DIRECTIVE> Rewrite every row below with each occurrence of "pin" changed to "marker" and everything else unchanged. Omit the pictures from your version.

☆ ☆ ☆ ☆

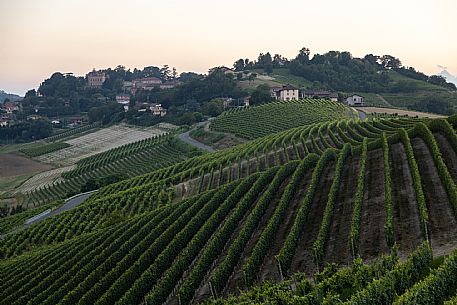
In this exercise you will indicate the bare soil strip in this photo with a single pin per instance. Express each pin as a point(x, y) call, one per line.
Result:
point(448, 154)
point(338, 244)
point(373, 217)
point(236, 281)
point(269, 268)
point(292, 153)
point(15, 165)
point(407, 232)
point(442, 223)
point(303, 258)
point(204, 292)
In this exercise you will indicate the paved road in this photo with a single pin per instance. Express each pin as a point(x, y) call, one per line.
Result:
point(68, 205)
point(186, 138)
point(362, 115)
point(385, 101)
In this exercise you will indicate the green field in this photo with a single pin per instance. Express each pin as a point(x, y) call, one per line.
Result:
point(287, 217)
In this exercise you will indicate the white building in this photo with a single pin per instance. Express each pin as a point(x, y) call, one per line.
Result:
point(354, 100)
point(285, 93)
point(157, 109)
point(123, 99)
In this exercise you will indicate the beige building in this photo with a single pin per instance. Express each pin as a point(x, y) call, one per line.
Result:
point(354, 100)
point(95, 79)
point(285, 93)
point(158, 110)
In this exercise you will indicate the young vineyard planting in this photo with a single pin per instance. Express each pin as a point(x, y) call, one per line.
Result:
point(289, 217)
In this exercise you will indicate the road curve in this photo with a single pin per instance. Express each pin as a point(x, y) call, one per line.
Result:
point(69, 204)
point(187, 139)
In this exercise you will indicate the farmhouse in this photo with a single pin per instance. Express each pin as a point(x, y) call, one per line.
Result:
point(319, 94)
point(285, 93)
point(9, 107)
point(354, 100)
point(95, 79)
point(223, 69)
point(123, 99)
point(169, 84)
point(3, 122)
point(158, 110)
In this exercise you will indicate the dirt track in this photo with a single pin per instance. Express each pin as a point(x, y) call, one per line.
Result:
point(373, 217)
point(14, 165)
point(442, 223)
point(407, 232)
point(303, 258)
point(337, 246)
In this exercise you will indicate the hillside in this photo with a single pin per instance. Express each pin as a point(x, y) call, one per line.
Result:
point(72, 159)
point(401, 92)
point(12, 97)
point(289, 201)
point(265, 119)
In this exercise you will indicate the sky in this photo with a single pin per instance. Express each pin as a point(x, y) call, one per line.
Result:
point(38, 38)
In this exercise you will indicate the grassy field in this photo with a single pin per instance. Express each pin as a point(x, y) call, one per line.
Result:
point(8, 184)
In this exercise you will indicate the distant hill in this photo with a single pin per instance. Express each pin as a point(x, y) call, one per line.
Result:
point(449, 77)
point(12, 97)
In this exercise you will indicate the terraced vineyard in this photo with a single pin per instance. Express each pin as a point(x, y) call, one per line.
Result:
point(129, 160)
point(294, 201)
point(254, 122)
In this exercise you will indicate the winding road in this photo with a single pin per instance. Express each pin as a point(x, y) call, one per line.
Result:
point(187, 139)
point(69, 204)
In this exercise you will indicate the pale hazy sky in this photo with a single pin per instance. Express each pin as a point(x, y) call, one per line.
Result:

☆ ☆ ☆ ☆

RESULT FOR THIS EXERCISE>
In this exercise you will indicate the bare soil strip in this photo with a single marker per instance. Express each marker as a point(x, y) call, one per line.
Result:
point(448, 154)
point(338, 244)
point(373, 217)
point(236, 281)
point(269, 268)
point(292, 153)
point(15, 165)
point(407, 232)
point(442, 223)
point(303, 258)
point(204, 292)
In this exercise you will indicate the paved road in this photo with a single marker per instance. Express each marker as a point(x, y) call, one per line.
Result:
point(68, 205)
point(186, 138)
point(362, 115)
point(385, 101)
In this exercise you will indicate the green field in this photo with a single marker per instance. Express each marker as a point(x, y) call, one per line.
Result:
point(287, 217)
In this exercise you will indicate the white building in this photo with a single marker per instance. Express each marker as a point(x, y) call, one per line.
Result:
point(354, 100)
point(285, 93)
point(157, 109)
point(123, 99)
In this exercise you will indicate the beige building in this photo with a single marker per instance. Express each marker as a point(x, y) call, one per line.
Result:
point(354, 100)
point(95, 79)
point(285, 93)
point(158, 110)
In this exercise you will indicate the young vineyard planting in this photo with a single marker per instance. Express each marker as a point(x, y) call, one per line.
Result:
point(289, 217)
In this exercise you will indicate the road curve in this photo with a single marker per instance. Express each marker as a point(x, y) call, one per line.
Result:
point(69, 204)
point(187, 139)
In this exercise you will indicate the farmhouse in this photo with a single marker per instance. Express each marker as a point(x, y) call, one per line.
Result:
point(319, 94)
point(285, 93)
point(9, 107)
point(354, 100)
point(95, 79)
point(223, 69)
point(123, 99)
point(169, 84)
point(3, 122)
point(158, 110)
In this exercise you will indicate the dirt track in this photo with a single marker per instance. Express each marker as a point(x, y) call, one per line.
Result:
point(373, 217)
point(14, 165)
point(442, 223)
point(407, 232)
point(303, 258)
point(337, 246)
In this exercise you will indicate the hillside in this photo with a single marker per instance. Express each marker as a point(x, y) call, one per line.
Result:
point(72, 159)
point(401, 92)
point(12, 97)
point(289, 201)
point(265, 119)
In this exercise you will indicate the sky in this photo with a single marker per instance. Express each marker as a point(x, y) call, one per line.
Result:
point(38, 38)
In this exercise you will indicate the grassy field in this photo with a single marker per instance. Express each marker as a point(x, y) call, one per line.
Result:
point(8, 184)
In this exercise you will indicate the distant hill in this photo with a single marker per instance. Express each marker as a point(x, y) call, one per line.
Result:
point(449, 77)
point(12, 97)
In this exercise you will indicate the terraced vineyard in this photo with a single marker per instance. Express each marker as a point(x, y) call, one per line.
Result:
point(129, 160)
point(294, 201)
point(254, 122)
In this exercise you will indicate the winding road in this photo with a single marker per instance. Express each marker as a point(x, y) call, one per line.
Result:
point(187, 139)
point(69, 204)
In this exercise you will indicate the pale hazy sky in this photo with a single marker per instance. Express each marker as a point(x, y) call, one per line.
Result:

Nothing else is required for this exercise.